= Document extract =
* * * * * * *

View Full Version : Initial entry
dobembe
Mar 17, 2010, 08:15 PM
Please tell me the initial entry for this information;
(1) On September 15, 2009, received $3,600 cash from a corporation that sponsors a game each month for the most improved student attending a nearby school. The $3,600 was for nine game on the first Friday of each month starting October 1, 2009.
(2) During the year, sold $1500 of gift certificates. Determined that on December 31, 2009, $475 of these gift certificate had not been redeemed.
morgaine300
Mar 18, 2010, 09:01 PM
They're both deferred revenue and would have gone into the liability account. Your job is figuring out what portion has been earned as of 12/31, so that you can remove it from the deferred revenue and put it in the revenue.
rehmanvohra
Mar 19, 2010, 10:27 PM
Please tell me the initial entry for this information;
(1) On September 15, 2009, received $3,600 cash from a corporation that sponsors a game each month for the most improved student attending a nearby school. the $3,600 was for nine game on the first Friday of each month starting October 1, 2009.
(2) During the year, sold $1500 of gift certificates. Determined that on December 31, 2009, $475 of these gift certificate had not been redeemed.
Let us first get some things straight:
(1) It is not clear as to the status of the entity involved. The accounting treatment will surely be based on the entity involved.
(2) In the first case, an entity has received some money that is required to be distributed to a deserving student. Therefore the receipt does not fall into a category of revenue for the receiving company. The receiving company is just acting as an intermediary. Hence it is a liability for the receiving entity.
(3) In the second case the reporting entity has issued gift certificates thereby creating an obligation to sacrifice some inventory to the holder of the gift certificate. This is a liability in terms of IAS 37.
morgaine300
Mar 21, 2010, 12:47 AM
(2) In the first case, an entity has received some money that is required to be distributed to a deserving student. Therefore the receipt does not fall into a category of revenue for the receiving company. The receiving company is just acting as an intermediary. Hence it is a liability for the receiving entity.
It doesn't say it's going to be distributed to a deserving student. It merely says the corporation is going to pay for it. The fact that it's a sponsorship coming from a corporation makes no difference. I suspect it's still revenue.
Granted, we don't know what this company does. However, it looks like homework, and I suspect the point is to just figure out what portion has been earned for an adjusting entry. If it's just basic adjusting entry homework, over-thinking it usually just creates problems.
rehmanvohra
Mar 21, 2010, 05:50 AM
I admit my English is not as good but my suggestions are based on simple reading of English.
(1) On September 15, 2009, received $3,600 cash from a corporation that sponsors a game each month for the most improved student attending a nearby school. The $3,600 was for nine game on the first Friday of each month starting October 1, 2009.
On an analysis it appeared to me:
1. An entity has received cash $3,600 on September 15, 2009
2. The amount has been paid by a corporation
3. The corporation sponsors a game each month
4. The amount is for the most improved student
5. The amount is to be spread over nine months
Again, I am not as experienced in accounting, but I could not complete the double entry to fit the transaction in the basic elements of financial statements - assets, liabilities, equity.

* * * * * * *

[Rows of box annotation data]

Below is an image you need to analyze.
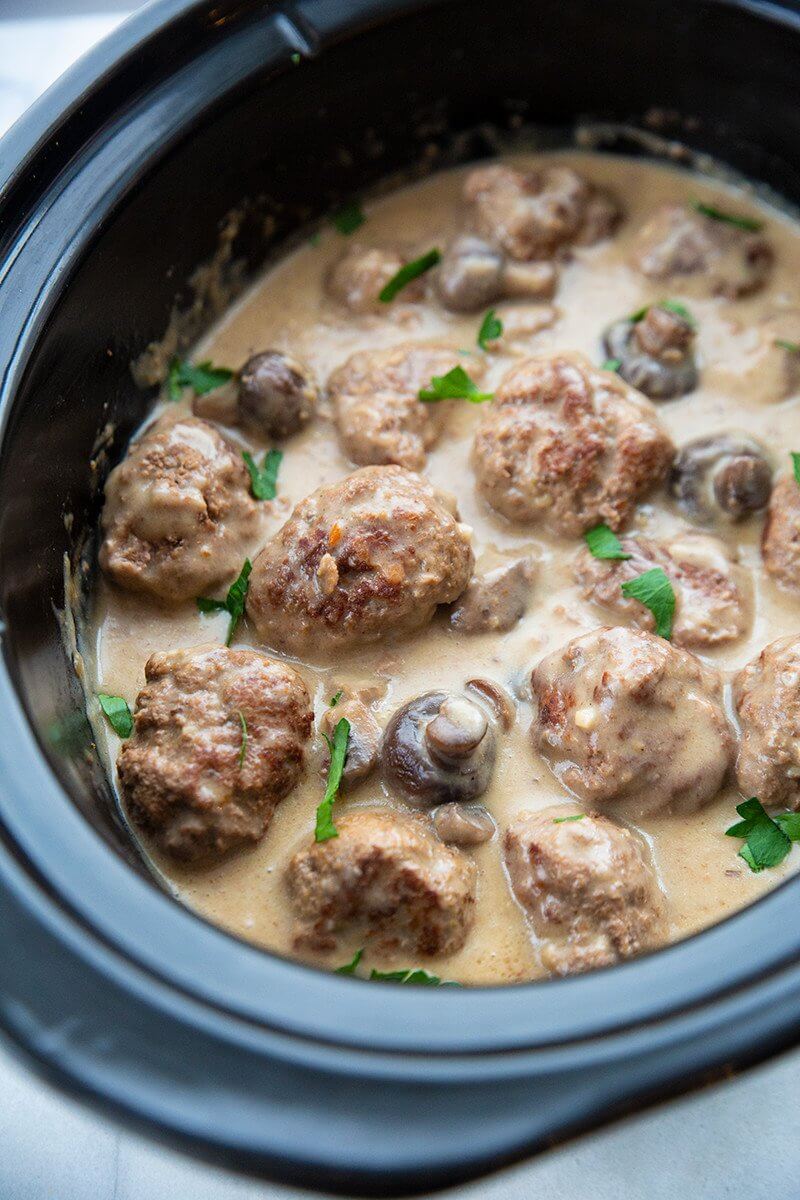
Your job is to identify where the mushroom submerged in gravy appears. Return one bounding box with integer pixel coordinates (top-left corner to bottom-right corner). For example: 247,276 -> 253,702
84,152 -> 800,985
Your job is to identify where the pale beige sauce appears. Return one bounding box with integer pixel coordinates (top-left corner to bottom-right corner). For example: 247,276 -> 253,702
85,152 -> 800,984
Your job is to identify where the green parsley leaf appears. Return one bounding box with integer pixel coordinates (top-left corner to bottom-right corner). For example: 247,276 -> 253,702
477,308 -> 503,350
194,558 -> 253,646
622,566 -> 675,640
583,524 -> 631,560
314,716 -> 350,841
336,946 -> 363,974
242,449 -> 283,500
330,200 -> 367,238
236,708 -> 247,770
691,200 -> 764,233
167,359 -> 234,400
419,366 -> 494,404
726,796 -> 800,872
378,250 -> 441,304
97,691 -> 133,738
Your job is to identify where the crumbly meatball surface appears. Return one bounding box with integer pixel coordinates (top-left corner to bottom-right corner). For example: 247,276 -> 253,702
327,342 -> 483,470
464,166 -> 621,260
531,626 -> 733,817
100,415 -> 258,604
733,636 -> 800,812
287,809 -> 476,959
633,204 -> 774,300
247,467 -> 474,656
504,804 -> 667,974
762,475 -> 800,592
575,532 -> 752,648
118,646 -> 313,860
473,354 -> 675,536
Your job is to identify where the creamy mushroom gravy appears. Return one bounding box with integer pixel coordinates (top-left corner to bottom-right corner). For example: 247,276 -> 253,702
84,152 -> 800,984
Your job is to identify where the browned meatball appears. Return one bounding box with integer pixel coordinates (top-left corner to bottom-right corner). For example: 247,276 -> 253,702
733,636 -> 800,812
505,804 -> 666,974
473,354 -> 674,536
762,475 -> 800,592
287,809 -> 476,959
531,626 -> 733,816
575,532 -> 752,647
100,415 -> 258,604
464,166 -> 620,260
247,467 -> 473,655
633,204 -> 774,300
327,342 -> 483,470
118,646 -> 313,860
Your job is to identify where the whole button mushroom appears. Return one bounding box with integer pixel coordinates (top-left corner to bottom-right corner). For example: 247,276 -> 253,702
239,350 -> 319,438
381,691 -> 497,808
669,433 -> 772,521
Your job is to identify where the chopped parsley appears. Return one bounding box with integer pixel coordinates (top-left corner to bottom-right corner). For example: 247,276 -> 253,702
97,691 -> 133,738
196,558 -> 253,646
583,524 -> 631,560
477,308 -> 503,350
726,796 -> 800,872
314,716 -> 350,841
378,250 -> 441,304
622,566 -> 675,640
242,449 -> 283,500
330,200 -> 367,238
419,366 -> 494,404
167,359 -> 234,400
691,200 -> 764,233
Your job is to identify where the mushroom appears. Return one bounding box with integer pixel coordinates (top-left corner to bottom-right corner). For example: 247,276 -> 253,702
669,433 -> 772,521
431,800 -> 497,846
381,691 -> 497,808
603,305 -> 698,400
239,350 -> 319,438
437,234 -> 557,312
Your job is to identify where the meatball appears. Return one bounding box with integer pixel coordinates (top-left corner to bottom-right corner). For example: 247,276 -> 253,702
633,204 -> 774,300
100,415 -> 258,604
327,342 -> 483,470
287,809 -> 476,959
531,626 -> 733,817
575,532 -> 751,647
464,166 -> 620,260
118,646 -> 313,862
473,354 -> 674,536
504,805 -> 666,974
247,467 -> 473,655
733,636 -> 800,812
762,475 -> 800,592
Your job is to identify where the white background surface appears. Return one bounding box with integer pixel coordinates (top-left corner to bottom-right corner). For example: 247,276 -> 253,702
0,7 -> 800,1200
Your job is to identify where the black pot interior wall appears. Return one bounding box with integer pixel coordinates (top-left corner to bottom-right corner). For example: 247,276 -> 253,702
0,0 -> 800,868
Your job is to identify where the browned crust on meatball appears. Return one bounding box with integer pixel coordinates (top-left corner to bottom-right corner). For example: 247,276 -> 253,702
100,414 -> 258,604
118,646 -> 313,860
733,636 -> 800,812
247,467 -> 473,654
473,354 -> 675,536
287,809 -> 476,958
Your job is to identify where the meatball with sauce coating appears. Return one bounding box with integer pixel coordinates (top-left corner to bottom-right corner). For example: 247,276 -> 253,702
575,532 -> 751,647
531,626 -> 733,817
287,809 -> 476,959
247,467 -> 473,655
733,636 -> 800,812
504,804 -> 666,976
118,646 -> 313,862
327,342 -> 483,470
100,415 -> 258,604
473,354 -> 674,536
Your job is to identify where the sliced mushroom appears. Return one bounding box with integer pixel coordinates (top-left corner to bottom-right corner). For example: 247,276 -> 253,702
603,305 -> 698,400
381,691 -> 497,808
669,433 -> 772,521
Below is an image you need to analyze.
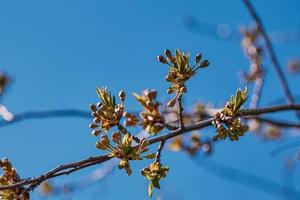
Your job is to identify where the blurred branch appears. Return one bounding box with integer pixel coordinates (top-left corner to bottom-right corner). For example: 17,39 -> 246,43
243,0 -> 300,120
183,15 -> 300,44
197,159 -> 300,199
270,141 -> 300,156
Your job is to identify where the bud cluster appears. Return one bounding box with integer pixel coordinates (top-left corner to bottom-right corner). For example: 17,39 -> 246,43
90,88 -> 125,136
124,89 -> 164,135
96,134 -> 155,175
141,162 -> 169,197
157,49 -> 209,107
0,158 -> 29,200
213,87 -> 249,141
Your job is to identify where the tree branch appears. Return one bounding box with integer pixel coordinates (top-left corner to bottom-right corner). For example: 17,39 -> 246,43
0,104 -> 300,191
242,0 -> 300,120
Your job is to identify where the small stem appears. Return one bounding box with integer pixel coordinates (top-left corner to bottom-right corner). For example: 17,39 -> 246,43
155,140 -> 166,163
177,95 -> 184,129
117,123 -> 140,143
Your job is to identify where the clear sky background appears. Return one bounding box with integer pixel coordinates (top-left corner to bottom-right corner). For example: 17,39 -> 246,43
0,0 -> 300,200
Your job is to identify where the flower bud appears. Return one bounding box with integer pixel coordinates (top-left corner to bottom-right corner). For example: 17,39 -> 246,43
157,55 -> 167,64
167,98 -> 176,107
165,49 -> 174,63
200,60 -> 209,68
89,124 -> 98,129
144,89 -> 157,100
179,86 -> 186,93
111,131 -> 121,144
195,53 -> 202,63
167,88 -> 174,94
89,104 -> 97,112
92,130 -> 101,136
119,90 -> 126,101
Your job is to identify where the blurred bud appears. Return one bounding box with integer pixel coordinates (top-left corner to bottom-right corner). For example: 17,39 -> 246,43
119,90 -> 126,101
111,131 -> 122,144
195,53 -> 202,63
200,60 -> 209,68
157,55 -> 167,64
144,89 -> 157,100
179,86 -> 186,93
89,104 -> 97,112
89,123 -> 98,129
167,98 -> 177,108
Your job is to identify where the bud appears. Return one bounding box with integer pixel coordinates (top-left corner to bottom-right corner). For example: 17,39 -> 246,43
167,98 -> 176,107
157,55 -> 167,64
111,131 -> 121,144
165,49 -> 175,63
165,74 -> 173,82
89,124 -> 98,129
195,53 -> 202,63
96,141 -> 107,150
89,104 -> 97,112
100,135 -> 110,146
139,138 -> 149,149
123,111 -> 131,118
93,118 -> 101,124
144,89 -> 157,100
167,88 -> 174,94
97,102 -> 103,108
119,90 -> 126,101
92,130 -> 101,136
179,86 -> 186,93
200,60 -> 209,68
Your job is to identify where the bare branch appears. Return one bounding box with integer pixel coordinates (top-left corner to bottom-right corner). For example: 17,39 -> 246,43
0,109 -> 91,127
243,0 -> 300,119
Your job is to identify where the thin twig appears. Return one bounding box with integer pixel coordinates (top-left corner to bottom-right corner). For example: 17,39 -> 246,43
155,140 -> 166,163
242,0 -> 300,120
177,96 -> 185,129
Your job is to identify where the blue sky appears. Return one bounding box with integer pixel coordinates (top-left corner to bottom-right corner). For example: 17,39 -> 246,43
0,0 -> 300,200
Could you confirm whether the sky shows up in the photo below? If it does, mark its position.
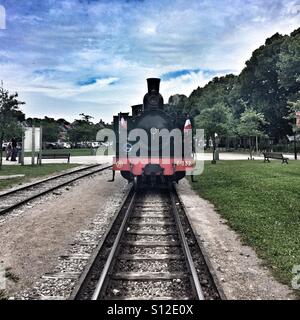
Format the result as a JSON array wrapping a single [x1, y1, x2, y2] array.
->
[[0, 0, 300, 122]]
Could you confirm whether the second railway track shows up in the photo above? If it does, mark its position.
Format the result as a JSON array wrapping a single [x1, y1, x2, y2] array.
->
[[71, 185, 220, 300], [0, 164, 111, 215]]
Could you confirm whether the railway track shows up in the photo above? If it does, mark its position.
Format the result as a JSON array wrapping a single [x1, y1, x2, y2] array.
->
[[0, 164, 111, 215], [70, 185, 220, 300]]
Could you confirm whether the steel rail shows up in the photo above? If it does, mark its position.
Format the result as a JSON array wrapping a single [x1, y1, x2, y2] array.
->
[[170, 189, 205, 300], [0, 165, 112, 216], [91, 191, 136, 300]]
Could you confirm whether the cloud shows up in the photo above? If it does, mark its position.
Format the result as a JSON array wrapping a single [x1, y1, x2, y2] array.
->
[[0, 0, 300, 121]]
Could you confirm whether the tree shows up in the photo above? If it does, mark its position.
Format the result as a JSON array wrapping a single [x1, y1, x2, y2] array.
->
[[286, 99, 300, 160], [0, 84, 24, 169], [237, 108, 266, 160], [195, 103, 233, 163]]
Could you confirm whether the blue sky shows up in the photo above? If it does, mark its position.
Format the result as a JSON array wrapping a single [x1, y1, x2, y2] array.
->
[[0, 0, 300, 121]]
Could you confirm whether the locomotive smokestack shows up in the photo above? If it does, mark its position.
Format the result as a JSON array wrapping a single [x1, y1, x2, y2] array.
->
[[147, 78, 160, 93]]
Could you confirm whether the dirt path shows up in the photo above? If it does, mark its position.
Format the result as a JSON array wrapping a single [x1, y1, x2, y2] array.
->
[[0, 171, 126, 295]]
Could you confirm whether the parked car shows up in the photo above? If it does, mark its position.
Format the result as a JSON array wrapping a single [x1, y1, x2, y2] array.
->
[[57, 142, 71, 149], [91, 141, 101, 149], [44, 142, 57, 149]]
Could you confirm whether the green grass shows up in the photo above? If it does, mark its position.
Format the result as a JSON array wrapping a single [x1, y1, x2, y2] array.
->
[[192, 160, 300, 285], [0, 164, 78, 190], [25, 149, 94, 157]]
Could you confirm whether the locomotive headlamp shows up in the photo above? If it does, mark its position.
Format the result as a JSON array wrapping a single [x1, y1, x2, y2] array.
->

* * * * * * *

= What to work on =
- a) Copy the records again word for word, from the beginning through the line containing "85,152 -> 800,984", including both ends, and omit the pictures.
- b) Carry on the forum thread about journal entries for the sponsorship cash and the gift certificates from the point where it stops.

= The responses =
- a)
Below is an image you need to analyze.
Your job is to identify where the mushroom submerged in gravy appears. Return one bounding box with integer pixel coordinates (top-left corner to bottom-right corner). For example: 247,276 -> 253,702
84,152 -> 800,985
Your job is to identify where the pale beige sauce appears. Return one bounding box with integer pixel coordinates (top-left corner to bottom-right corner). For example: 247,276 -> 253,702
85,152 -> 800,984

- b)
Granted that Cash is an asset, but what is the other part of the transaction? The entity that received the money must establish earnings process to be classified as a revenue - whether earned or unearned.
The receiving company has an obligation to distribute the money as per the instructions of the corporation that paid the money. I would consider this obligation as a liability.
morgaine300
Mar 21, 2010, 08:37 PM
Granted that Cash is an asset, but what is the other part of the transaction? The entity that received the money must establish earnings process to be classified as a revenue - whether earned or unearned.
The receiving company has an obligation to distribute the money as per the instructions of the corporation that paid the money. I would consider this obligation as a liability.
You're assuming there's no revenue and your first post seemed to assume that the money is going to the student. There is nothing in the statement that says it's going to be given away to the student, as your first post implied. "For" the student doesn't mean it goes to the student. It's probably "held for" the student. Therefore, something would be getting paid for, not just passed through the company to someone else.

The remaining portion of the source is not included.